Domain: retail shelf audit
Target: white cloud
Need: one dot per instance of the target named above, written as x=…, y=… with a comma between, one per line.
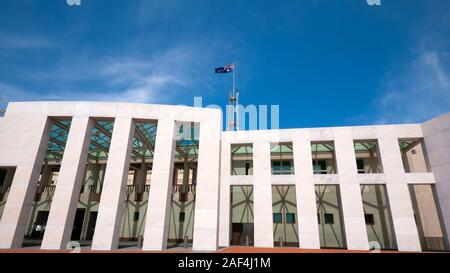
x=160, y=77
x=418, y=92
x=16, y=42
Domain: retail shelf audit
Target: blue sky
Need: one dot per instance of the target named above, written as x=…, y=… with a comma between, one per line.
x=325, y=62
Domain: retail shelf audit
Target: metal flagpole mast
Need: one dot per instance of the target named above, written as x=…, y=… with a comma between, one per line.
x=233, y=123
x=236, y=98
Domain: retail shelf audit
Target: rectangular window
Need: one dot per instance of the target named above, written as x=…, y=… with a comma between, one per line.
x=377, y=214
x=241, y=218
x=323, y=157
x=282, y=158
x=277, y=218
x=181, y=216
x=241, y=159
x=414, y=155
x=136, y=216
x=328, y=218
x=367, y=156
x=290, y=218
x=320, y=166
x=369, y=219
x=360, y=165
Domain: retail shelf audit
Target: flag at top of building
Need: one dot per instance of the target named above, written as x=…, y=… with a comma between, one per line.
x=224, y=69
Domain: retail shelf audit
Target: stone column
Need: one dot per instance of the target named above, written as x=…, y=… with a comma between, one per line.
x=67, y=192
x=110, y=211
x=308, y=229
x=206, y=215
x=158, y=211
x=437, y=134
x=20, y=198
x=398, y=193
x=262, y=195
x=352, y=206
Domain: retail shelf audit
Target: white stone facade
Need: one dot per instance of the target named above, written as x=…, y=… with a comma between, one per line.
x=22, y=145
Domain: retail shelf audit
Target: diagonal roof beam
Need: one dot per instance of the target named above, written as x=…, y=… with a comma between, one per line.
x=141, y=136
x=99, y=146
x=102, y=129
x=61, y=125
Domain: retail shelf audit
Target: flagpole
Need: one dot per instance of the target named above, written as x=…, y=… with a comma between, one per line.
x=236, y=95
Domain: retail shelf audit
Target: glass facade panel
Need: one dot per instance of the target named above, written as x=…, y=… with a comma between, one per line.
x=367, y=156
x=284, y=209
x=323, y=157
x=43, y=197
x=242, y=229
x=282, y=158
x=138, y=184
x=413, y=155
x=241, y=159
x=181, y=228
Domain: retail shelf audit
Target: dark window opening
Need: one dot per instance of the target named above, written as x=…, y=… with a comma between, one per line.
x=136, y=216
x=290, y=218
x=181, y=216
x=329, y=218
x=369, y=219
x=277, y=218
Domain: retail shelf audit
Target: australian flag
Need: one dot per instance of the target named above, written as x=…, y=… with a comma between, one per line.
x=224, y=69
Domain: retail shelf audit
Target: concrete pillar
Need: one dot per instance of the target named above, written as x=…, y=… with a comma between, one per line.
x=206, y=215
x=110, y=211
x=8, y=179
x=262, y=195
x=157, y=220
x=141, y=175
x=352, y=206
x=437, y=134
x=405, y=228
x=64, y=204
x=225, y=198
x=20, y=198
x=308, y=229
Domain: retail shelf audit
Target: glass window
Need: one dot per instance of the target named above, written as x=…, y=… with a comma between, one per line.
x=369, y=219
x=367, y=156
x=290, y=218
x=377, y=214
x=360, y=165
x=277, y=218
x=181, y=216
x=329, y=216
x=282, y=158
x=323, y=157
x=136, y=216
x=284, y=209
x=428, y=217
x=414, y=155
x=241, y=215
x=241, y=159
■ ■ ■
__OBIETTIVO__. Raccogli e trascrivi ogni riga dei record in cui compare la stringa "flagpole". Maiuscole e minuscole contano.

__SOLUZIONE__.
Target: metal flagpole mast
Target: flagpole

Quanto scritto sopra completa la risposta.